> Work to do:
Locate each line in the data below that contains the word "ceiling" and copy those lines in full.

──────── Supplied material

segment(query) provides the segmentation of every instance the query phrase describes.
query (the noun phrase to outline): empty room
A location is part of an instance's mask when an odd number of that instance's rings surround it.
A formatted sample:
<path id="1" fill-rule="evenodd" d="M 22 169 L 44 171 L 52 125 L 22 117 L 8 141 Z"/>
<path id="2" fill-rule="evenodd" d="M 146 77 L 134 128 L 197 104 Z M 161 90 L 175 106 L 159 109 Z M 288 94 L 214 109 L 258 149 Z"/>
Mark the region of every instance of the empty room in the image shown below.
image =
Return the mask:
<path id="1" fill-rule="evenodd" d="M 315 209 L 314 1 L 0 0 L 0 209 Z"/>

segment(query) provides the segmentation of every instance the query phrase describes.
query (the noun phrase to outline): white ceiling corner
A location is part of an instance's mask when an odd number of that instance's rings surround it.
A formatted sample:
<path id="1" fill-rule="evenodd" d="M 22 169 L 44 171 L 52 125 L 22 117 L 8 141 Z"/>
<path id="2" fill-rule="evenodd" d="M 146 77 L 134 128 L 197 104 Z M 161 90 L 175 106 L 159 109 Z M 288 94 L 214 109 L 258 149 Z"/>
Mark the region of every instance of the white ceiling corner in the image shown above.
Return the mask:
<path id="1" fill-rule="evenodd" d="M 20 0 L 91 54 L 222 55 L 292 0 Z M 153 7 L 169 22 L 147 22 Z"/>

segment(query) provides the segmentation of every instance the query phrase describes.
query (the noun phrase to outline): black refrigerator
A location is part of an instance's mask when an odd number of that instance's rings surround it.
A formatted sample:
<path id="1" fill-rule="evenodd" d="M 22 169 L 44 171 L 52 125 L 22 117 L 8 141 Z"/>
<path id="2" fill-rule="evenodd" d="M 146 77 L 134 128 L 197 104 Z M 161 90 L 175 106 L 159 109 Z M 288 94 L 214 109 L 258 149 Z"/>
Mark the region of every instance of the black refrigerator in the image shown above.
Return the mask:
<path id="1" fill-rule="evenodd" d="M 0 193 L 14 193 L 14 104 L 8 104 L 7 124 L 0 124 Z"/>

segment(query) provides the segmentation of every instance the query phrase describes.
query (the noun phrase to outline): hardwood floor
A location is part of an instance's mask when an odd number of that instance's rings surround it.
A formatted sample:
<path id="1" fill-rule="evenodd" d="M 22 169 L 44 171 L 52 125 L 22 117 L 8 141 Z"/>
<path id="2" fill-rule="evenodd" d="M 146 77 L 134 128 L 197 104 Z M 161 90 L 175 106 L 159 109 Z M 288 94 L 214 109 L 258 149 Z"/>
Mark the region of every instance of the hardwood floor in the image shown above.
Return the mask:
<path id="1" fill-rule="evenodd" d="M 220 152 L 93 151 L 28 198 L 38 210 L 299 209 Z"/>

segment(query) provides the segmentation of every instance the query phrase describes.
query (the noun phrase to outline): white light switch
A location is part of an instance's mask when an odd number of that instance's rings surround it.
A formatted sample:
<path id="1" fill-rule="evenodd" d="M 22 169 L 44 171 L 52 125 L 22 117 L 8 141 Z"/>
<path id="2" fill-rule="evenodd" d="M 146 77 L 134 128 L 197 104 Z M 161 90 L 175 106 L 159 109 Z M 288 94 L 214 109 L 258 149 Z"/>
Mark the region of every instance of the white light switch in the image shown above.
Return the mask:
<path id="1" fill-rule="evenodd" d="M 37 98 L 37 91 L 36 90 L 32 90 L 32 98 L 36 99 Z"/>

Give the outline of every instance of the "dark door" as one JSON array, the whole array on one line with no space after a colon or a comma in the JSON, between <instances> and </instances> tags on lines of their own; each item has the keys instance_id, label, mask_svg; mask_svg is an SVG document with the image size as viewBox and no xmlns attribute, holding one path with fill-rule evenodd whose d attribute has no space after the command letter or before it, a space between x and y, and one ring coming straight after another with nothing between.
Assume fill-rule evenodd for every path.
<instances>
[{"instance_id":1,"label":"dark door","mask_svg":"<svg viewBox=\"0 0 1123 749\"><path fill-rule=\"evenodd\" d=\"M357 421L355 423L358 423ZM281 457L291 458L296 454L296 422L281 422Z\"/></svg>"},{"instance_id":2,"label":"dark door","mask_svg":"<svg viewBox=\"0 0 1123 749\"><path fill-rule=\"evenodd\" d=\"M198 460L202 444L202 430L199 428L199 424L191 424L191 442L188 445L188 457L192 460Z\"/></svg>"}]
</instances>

────────────────

> Output of the task:
query (the noun phrase to outline): white ceiling corner
Mark the region of every instance of the white ceiling corner in the image shown above.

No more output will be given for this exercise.